§ Work to do: Write out, exactly as they appear, only the lines running from the line with "One point belongs on each instance of the weathered" to the final line of the listing; include both.

* begin *

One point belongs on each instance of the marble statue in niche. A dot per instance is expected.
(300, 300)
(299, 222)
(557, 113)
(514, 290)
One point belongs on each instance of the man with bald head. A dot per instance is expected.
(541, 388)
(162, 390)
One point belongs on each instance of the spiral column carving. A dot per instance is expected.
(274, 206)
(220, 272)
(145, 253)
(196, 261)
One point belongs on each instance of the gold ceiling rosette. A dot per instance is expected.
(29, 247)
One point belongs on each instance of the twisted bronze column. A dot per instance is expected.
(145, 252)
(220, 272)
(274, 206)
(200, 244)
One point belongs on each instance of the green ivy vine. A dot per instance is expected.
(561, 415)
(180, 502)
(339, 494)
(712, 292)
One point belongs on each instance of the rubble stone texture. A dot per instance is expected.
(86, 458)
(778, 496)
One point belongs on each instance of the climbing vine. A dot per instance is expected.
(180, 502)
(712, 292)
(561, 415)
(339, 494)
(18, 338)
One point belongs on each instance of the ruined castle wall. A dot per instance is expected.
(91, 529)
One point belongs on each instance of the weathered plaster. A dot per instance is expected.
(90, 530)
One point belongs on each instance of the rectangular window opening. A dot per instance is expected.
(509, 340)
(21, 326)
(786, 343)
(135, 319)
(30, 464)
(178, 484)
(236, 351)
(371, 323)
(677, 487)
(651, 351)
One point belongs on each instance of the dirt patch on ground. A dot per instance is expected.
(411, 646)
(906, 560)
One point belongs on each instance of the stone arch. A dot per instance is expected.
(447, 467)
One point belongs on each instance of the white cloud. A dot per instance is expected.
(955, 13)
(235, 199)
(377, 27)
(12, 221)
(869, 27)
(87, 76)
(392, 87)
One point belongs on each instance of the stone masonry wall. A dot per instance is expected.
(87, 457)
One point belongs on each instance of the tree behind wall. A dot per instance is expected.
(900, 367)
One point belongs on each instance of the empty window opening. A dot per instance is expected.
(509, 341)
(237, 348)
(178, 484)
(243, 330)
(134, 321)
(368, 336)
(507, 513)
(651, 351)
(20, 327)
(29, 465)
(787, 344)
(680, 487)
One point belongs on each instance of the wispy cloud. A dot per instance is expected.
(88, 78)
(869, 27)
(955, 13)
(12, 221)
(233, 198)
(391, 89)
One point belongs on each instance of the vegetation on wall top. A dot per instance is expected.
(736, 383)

* end *

§ Completed task:
One point belongs on each instance of the weathered plaster. A dot per instance is expected.
(90, 530)
One point belongs on each instance of the rectangular window opening. A dot per instance is expected.
(509, 340)
(21, 326)
(786, 343)
(135, 319)
(30, 464)
(178, 484)
(236, 351)
(371, 323)
(677, 487)
(651, 351)
One point belongs on each instance of the dirt patch on ground. A dot per instance is expected.
(411, 646)
(906, 560)
One point belongs on each instance of the stone arch. A dot per instance is expected.
(447, 467)
One point belongs on each instance of the white cloud. A dot per instance is expected.
(955, 13)
(235, 199)
(377, 27)
(12, 221)
(869, 27)
(87, 76)
(392, 87)
One point belongs on each instance of the stone masonry wall. A dot per instance is expected.
(87, 457)
One point belongs on each instance of the tree behind wall. A dot per instance is expected.
(900, 367)
One point belongs on each instance of the empty window opening. A dot per instance is expected.
(509, 341)
(237, 348)
(178, 484)
(243, 330)
(134, 321)
(368, 336)
(507, 513)
(651, 351)
(20, 327)
(29, 465)
(787, 344)
(680, 487)
One point belongs on each instance of the wispy cloud. A dot per instance is expected.
(88, 78)
(869, 27)
(955, 13)
(12, 221)
(233, 198)
(391, 89)
One point belongs on each instance of the vegetation on wall top. A dot per instance is expected.
(736, 383)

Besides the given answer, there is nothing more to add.